═══ MATERIAL SUPPLIED ═══

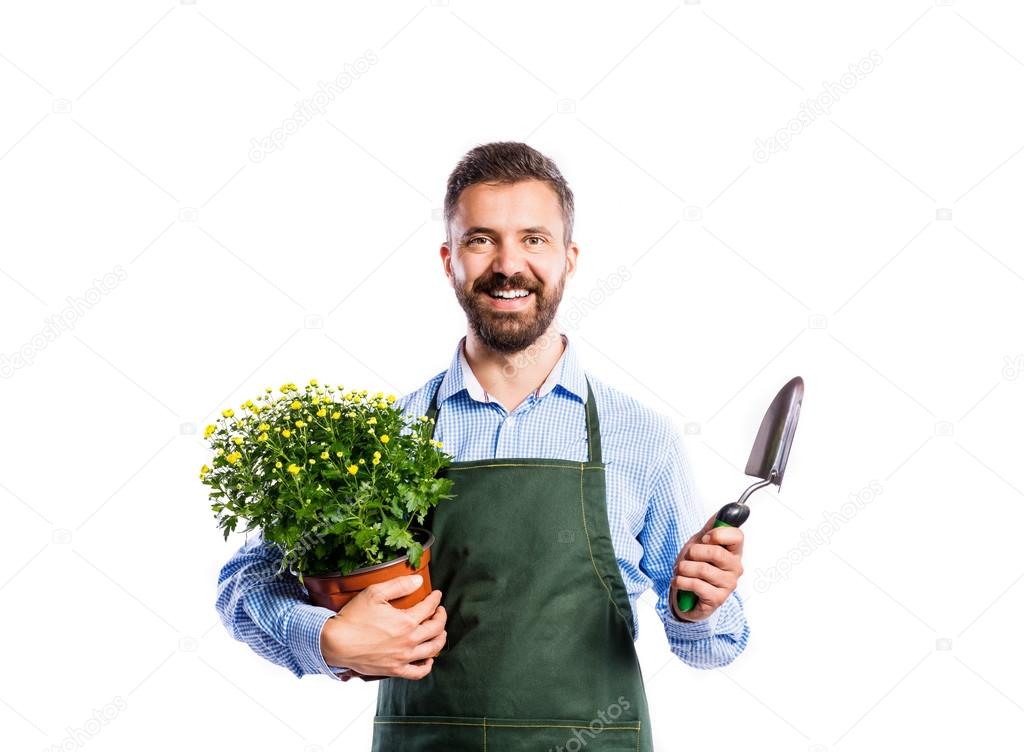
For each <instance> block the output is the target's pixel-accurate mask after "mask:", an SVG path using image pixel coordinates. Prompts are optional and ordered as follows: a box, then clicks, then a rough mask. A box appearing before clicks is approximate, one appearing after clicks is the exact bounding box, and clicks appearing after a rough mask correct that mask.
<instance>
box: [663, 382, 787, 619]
mask: <svg viewBox="0 0 1024 752" xmlns="http://www.w3.org/2000/svg"><path fill="white" fill-rule="evenodd" d="M803 401H804V380H803V379H802V378H800V376H797V377H795V378H793V379H791V380H790V382H788V383H787V384H786V385H785V386H783V387H782V388H781V389H780V390H779V392H778V393H777V394H776V395H775V399H774V400H772V403H771V405H770V406H769V407H768V412H767V413H765V417H764V419H763V420H762V421H761V428H760V429H759V430H758V437H757V438H756V440H754V449H752V450H751V457H750V459H748V460H746V467H745V469H744V470H743V472H745V473H746V474H748V475H754V476H755V477H760V478H763V479H762V482H761V483H756V484H754V485H753V486H751V487H750V488H749V489H746V491H744V492H743V494H742V496H740V497H739V499H738V500H737V501H735V502H733V503H732V504H726V505H725V506H723V507H722V508H721V509H719V511H718V515H717V516H716V517H715V525H714V527H716V528H722V527H732V528H738V527H739V526H740V525H742V524H743V523H745V521H746V517H748V515H750V513H751V508H750V507H749V506H746V499H749V498H750V496H751V494H753V493H754V492H755V491H757V490H758V489H761V488H764V487H765V486H768V485H770V484H773V485H774V486H776V487H777V488H781V487H782V475H783V474H784V473H785V463H786V461H788V459H790V448H791V447H792V446H793V436H794V435H795V434H796V432H797V419H798V418H799V417H800V405H801V403H802V402H803ZM677 597H678V600H677V605H678V607H679V611H680V613H686V612H687V611H690V610H691V609H692V608H693V607H694V605H696V604H697V596H696V594H695V593H692V592H690V591H689V590H680V591H679V592H678V594H677Z"/></svg>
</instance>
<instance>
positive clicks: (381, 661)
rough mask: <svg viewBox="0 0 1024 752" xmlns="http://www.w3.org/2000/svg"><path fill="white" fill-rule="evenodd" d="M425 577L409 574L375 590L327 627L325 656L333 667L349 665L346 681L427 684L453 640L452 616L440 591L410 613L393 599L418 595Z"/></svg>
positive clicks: (335, 616)
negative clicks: (418, 683)
mask: <svg viewBox="0 0 1024 752" xmlns="http://www.w3.org/2000/svg"><path fill="white" fill-rule="evenodd" d="M422 582H423V580H422V577H421V576H420V575H407V576H404V577H397V578H395V579H393V580H388V581H387V582H381V583H377V584H376V585H371V586H370V587H368V588H367V589H366V590H362V591H361V592H360V593H359V594H358V595H356V596H355V597H354V598H352V599H351V600H349V601H348V602H347V603H345V605H344V607H343V608H342V609H341V611H339V612H338V614H337V615H336V616H334V617H332V618H330V619H328V620H327V622H326V623H325V624H324V629H323V631H321V653H323V654H324V660H325V661H327V663H328V665H329V666H345V667H347V668H349V669H350V670H351V671H354V672H357V673H356V674H353V673H351V672H349V671H346V672H345V673H344V674H340V676H341V677H342V679H346V680H347V679H348V678H350V677H351V676H353V675H358V674H364V675H367V676H397V677H400V678H404V679H422V678H423V677H424V676H426V675H427V674H428V673H430V669H431V667H432V666H433V664H434V660H433V659H434V656H436V655H437V654H438V653H440V651H441V649H442V647H443V646H444V641H445V639H446V638H447V632H445V631H444V623H445V622H446V621H447V614H446V613H445V611H444V607H442V605H439V603H440V600H441V591H440V590H434V591H432V592H431V593H430V594H429V595H428V596H427V597H426V598H424V599H423V600H421V601H420V602H419V603H417V604H416V605H414V607H412V608H409V609H395V608H394V607H393V605H391V603H390V602H388V601H390V600H392V599H394V598H398V597H401V596H402V595H408V594H410V593H412V592H415V591H416V589H417V588H418V587H419V586H420V585H421V584H422Z"/></svg>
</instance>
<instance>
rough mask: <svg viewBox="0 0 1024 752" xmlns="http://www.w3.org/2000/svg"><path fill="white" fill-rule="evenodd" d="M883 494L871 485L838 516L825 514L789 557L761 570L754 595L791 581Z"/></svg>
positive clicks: (873, 486) (855, 498)
mask: <svg viewBox="0 0 1024 752" xmlns="http://www.w3.org/2000/svg"><path fill="white" fill-rule="evenodd" d="M882 491H883V488H882V484H881V483H880V482H878V481H871V482H870V483H869V484H867V486H865V487H864V488H862V489H861V490H860V491H858V492H856V493H854V494H850V497H849V499H848V501H846V502H844V503H843V506H841V507H840V508H839V511H838V512H836V511H831V510H828V511H826V512H824V513H823V514H822V517H824V518H823V519H822V521H821V523H819V524H818V526H817V527H816V528H809V529H807V530H805V531H804V532H803V533H801V535H800V543H798V544H797V545H796V546H794V547H793V548H791V549H790V550H788V552H787V553H786V555H784V556H780V557H779V558H778V559H776V561H775V563H774V565H772V566H771V567H769V568H768V569H766V570H762V569H759V570H757V571H756V572H755V573H754V574H755V580H754V592H756V593H759V594H763V593H765V592H767V591H768V590H769V589H770V588H771V586H772V585H774V584H775V583H777V582H780V581H782V580H787V579H790V574H791V573H792V572H793V570H794V568H795V567H798V566H800V563H801V562H803V561H804V559H806V558H808V557H809V556H810V555H811V554H812V553H814V552H815V551H816V550H818V548H820V547H821V546H823V545H825V544H827V543H828V542H829V541H830V540H831V537H833V536H834V535H836V533H837V532H839V529H840V528H842V527H843V526H844V525H846V524H847V523H849V521H850V520H851V519H853V518H854V517H855V516H857V515H858V514H859V513H860V512H861V510H863V508H864V507H865V506H867V505H868V504H870V503H871V502H872V501H874V500H876V499H877V498H879V497H880V496H881V495H882Z"/></svg>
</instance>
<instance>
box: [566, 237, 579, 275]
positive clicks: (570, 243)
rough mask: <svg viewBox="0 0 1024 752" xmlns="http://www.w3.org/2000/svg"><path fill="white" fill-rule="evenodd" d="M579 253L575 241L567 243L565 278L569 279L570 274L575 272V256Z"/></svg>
mask: <svg viewBox="0 0 1024 752" xmlns="http://www.w3.org/2000/svg"><path fill="white" fill-rule="evenodd" d="M579 255H580V247H579V246H578V245H577V244H575V243H569V247H568V248H566V249H565V266H566V270H565V279H566V280H568V279H571V278H572V275H574V274H575V262H577V257H578V256H579Z"/></svg>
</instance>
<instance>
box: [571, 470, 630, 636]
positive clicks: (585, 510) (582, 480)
mask: <svg viewBox="0 0 1024 752" xmlns="http://www.w3.org/2000/svg"><path fill="white" fill-rule="evenodd" d="M584 469H586V468H585V467H584V466H583V464H582V463H581V465H580V510H581V511H582V512H583V534H584V535H585V536H586V537H587V552H588V553H589V554H590V562H591V563H592V565H593V566H594V574H596V575H597V579H598V580H600V581H601V585H602V587H604V592H606V593H607V594H608V602H609V603H611V607H612V608H613V609H614V610H615V613H616V614H618V618H620V619H622V620H623V623H624V624H626V626H627V628H628V629H629V628H630V627H629V624H628V623H627V622H626V617H624V616H623V612H621V611H618V603H616V602H615V599H614V598H613V597H612V596H611V590H609V589H608V583H606V582H605V581H604V578H603V577H601V571H600V570H598V569H597V561H595V560H594V549H593V547H592V546H591V545H590V531H589V530H588V529H587V508H586V506H584V494H583V471H584ZM630 631H631V632H632V629H631V630H630Z"/></svg>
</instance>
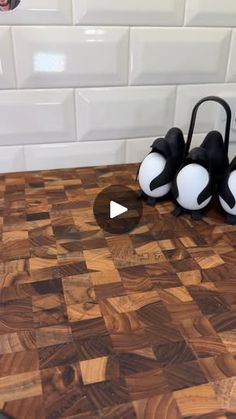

═══

» YOUR ASSIGNMENT
Output the entries above verbatim, with no picture included.

» EXERCISE RESULT
For each <instance> block the output is the target's pixel-accurate mask after "mask:", an SVG path using image pixel coordinates. Prompts are optional and ordered as follows: a box, then clicks, then a rough mask. A box appearing before clicks is approximate, one appearing after clicks is the exact bounding box, and clicks appearing after a rough mask correct that mask.
<instance>
box: [663, 382, 787, 619]
mask: <svg viewBox="0 0 1024 752" xmlns="http://www.w3.org/2000/svg"><path fill="white" fill-rule="evenodd" d="M803 401H804V380H803V379H802V378H800V376H797V377H795V378H793V379H791V380H790V382H788V383H787V384H786V385H785V386H783V387H782V388H781V389H780V390H779V392H778V393H777V394H776V395H775V399H774V400H772V403H771V405H770V406H769V407H768V412H767V413H765V417H764V419H763V420H762V421H761V428H760V429H759V430H758V437H757V438H756V440H754V449H752V450H751V457H750V459H748V460H746V467H745V469H744V470H743V472H745V473H746V474H748V475H754V476H755V477H760V478H763V479H762V482H761V483H756V484H754V485H753V486H751V487H750V488H749V489H746V491H744V492H743V494H742V496H740V497H739V499H738V500H737V501H735V502H733V503H732V504H726V505H725V506H723V507H722V508H721V509H719V511H718V515H717V516H716V517H715V525H714V527H716V528H722V527H732V528H738V527H739V526H740V525H742V524H743V523H745V521H746V517H748V515H750V513H751V508H750V507H749V506H746V499H749V498H750V496H751V494H753V493H754V492H755V491H757V490H758V489H761V488H764V487H765V486H768V485H770V484H773V485H774V486H776V487H777V488H781V487H782V475H783V474H784V473H785V463H786V461H788V459H790V448H791V447H792V446H793V436H794V435H795V434H796V432H797V419H798V418H799V417H800V405H801V403H802V402H803ZM677 597H678V600H677V605H678V607H679V611H680V613H686V612H687V611H690V610H691V609H692V608H693V607H694V605H696V604H697V596H696V594H695V593H692V592H690V591H689V590H680V591H679V592H678V594H677Z"/></svg>
</instance>
<instance>
positive clicks: (381, 661)
rough mask: <svg viewBox="0 0 1024 752" xmlns="http://www.w3.org/2000/svg"><path fill="white" fill-rule="evenodd" d="M425 577L409 574L375 590L327 627L325 656L333 667L349 665L346 681L427 684L453 640L452 616L440 591L410 613L393 599L418 595Z"/></svg>
positive clicks: (335, 616)
negative clicks: (418, 683)
mask: <svg viewBox="0 0 1024 752" xmlns="http://www.w3.org/2000/svg"><path fill="white" fill-rule="evenodd" d="M422 582H423V580H422V577H421V576H420V575H407V576H404V577H397V578H395V579H393V580H388V581H387V582H381V583H377V584H376V585H371V586H370V587H368V588H367V589H366V590H362V591H361V592H360V593H359V594H358V595H356V596H355V597H354V598H352V599H351V600H349V601H348V602H347V603H345V605H344V607H343V608H342V609H341V611H339V612H338V614H337V615H336V616H334V617H332V618H330V619H328V620H327V622H326V623H325V624H324V629H323V631H321V653H323V654H324V660H325V661H327V663H328V665H329V666H345V667H347V668H349V669H350V670H351V671H354V672H357V673H356V674H353V673H351V672H349V671H346V672H345V673H344V674H340V676H341V677H342V679H346V680H347V679H348V678H350V677H351V676H353V675H358V674H364V675H367V676H397V677H400V678H404V679H422V678H423V677H424V676H426V675H427V674H428V673H430V669H431V667H432V666H433V664H434V660H433V659H434V656H436V655H437V654H438V653H440V651H441V649H442V647H443V646H444V641H445V639H446V638H447V632H445V631H444V623H445V622H446V621H447V614H446V613H445V611H444V607H442V605H439V603H440V600H441V591H440V590H434V591H432V592H431V593H430V594H429V595H428V596H427V597H426V598H424V599H423V600H421V601H420V602H419V603H417V604H416V605H414V607H412V608H409V609H395V608H394V607H393V605H391V603H390V602H388V601H390V600H392V599H394V598H398V597H401V596H402V595H408V594H410V593H412V592H415V591H416V589H417V588H418V587H419V586H420V585H421V584H422Z"/></svg>
</instance>
<instance>
rough mask: <svg viewBox="0 0 1024 752" xmlns="http://www.w3.org/2000/svg"><path fill="white" fill-rule="evenodd" d="M883 494L871 485L838 516L825 514L789 557L761 570L754 595L791 581Z"/></svg>
positive clicks: (873, 486) (855, 498)
mask: <svg viewBox="0 0 1024 752" xmlns="http://www.w3.org/2000/svg"><path fill="white" fill-rule="evenodd" d="M882 491H883V488H882V484H881V483H880V482H878V481H871V482H870V483H869V484H867V486H865V487H864V488H862V489H861V490H860V491H858V492H856V493H854V494H850V497H849V499H848V501H846V502H844V503H843V506H841V507H840V508H839V511H838V512H836V511H831V510H828V511H826V512H824V513H823V514H822V517H824V518H823V519H822V521H821V523H819V524H818V526H817V527H816V528H809V529H807V530H805V531H804V532H803V533H801V535H800V543H798V544H797V545H796V546H794V547H793V548H791V549H790V550H788V552H787V553H786V555H784V556H780V557H779V558H778V559H776V561H775V563H774V565H772V566H771V567H769V568H768V569H766V570H762V569H759V570H757V571H756V572H755V573H754V574H755V580H754V592H756V593H759V594H763V593H765V592H767V591H768V590H769V589H770V588H771V586H772V585H774V584H775V583H777V582H780V581H782V580H787V579H790V574H791V573H792V572H793V570H794V568H795V567H798V566H800V563H801V562H803V561H804V559H806V558H808V557H809V556H810V555H811V554H812V553H814V552H815V551H816V550H818V548H820V547H821V546H823V545H825V544H827V543H828V542H829V541H830V540H831V537H833V536H834V535H836V533H837V532H839V529H840V528H842V527H843V526H844V525H846V524H847V523H849V521H850V520H851V519H853V518H854V517H855V516H857V515H858V514H859V513H860V512H861V510H863V508H864V507H865V506H867V505H868V504H870V503H871V502H872V501H874V500H876V499H877V498H879V497H880V496H881V495H882Z"/></svg>
</instance>
<instance>
box: [566, 237, 579, 275]
positive clicks: (570, 243)
rough mask: <svg viewBox="0 0 1024 752" xmlns="http://www.w3.org/2000/svg"><path fill="white" fill-rule="evenodd" d="M579 253L575 241L567 243L565 278L569 279L570 274L575 272V256Z"/></svg>
mask: <svg viewBox="0 0 1024 752" xmlns="http://www.w3.org/2000/svg"><path fill="white" fill-rule="evenodd" d="M579 255H580V247H579V246H578V245H577V244H575V243H569V247H568V248H566V249H565V266H566V270H565V279H566V280H568V279H571V278H572V275H574V274H575V262H577V257H578V256H579Z"/></svg>
</instance>
<instance>
box: [571, 470, 630, 636]
positive clicks: (585, 510) (582, 480)
mask: <svg viewBox="0 0 1024 752" xmlns="http://www.w3.org/2000/svg"><path fill="white" fill-rule="evenodd" d="M584 469H586V468H585V467H584V466H583V464H582V463H581V465H580V510H581V511H582V512H583V534H584V535H585V536H586V537H587V552H588V553H589V554H590V562H591V563H592V565H593V566H594V574H596V575H597V579H598V580H600V581H601V585H602V587H604V592H606V593H607V594H608V602H609V603H611V607H612V608H613V609H614V610H615V613H616V614H618V618H620V619H622V620H623V623H624V624H626V626H627V628H628V629H629V628H630V627H629V624H628V623H627V622H626V617H624V616H623V612H621V611H618V603H616V602H615V599H614V598H613V597H612V596H611V590H609V589H608V583H606V582H605V581H604V578H603V577H601V571H600V570H598V569H597V561H595V560H594V549H593V547H592V546H591V545H590V531H589V530H588V529H587V508H586V506H584V494H583V471H584ZM630 631H631V632H632V629H631V630H630Z"/></svg>
</instance>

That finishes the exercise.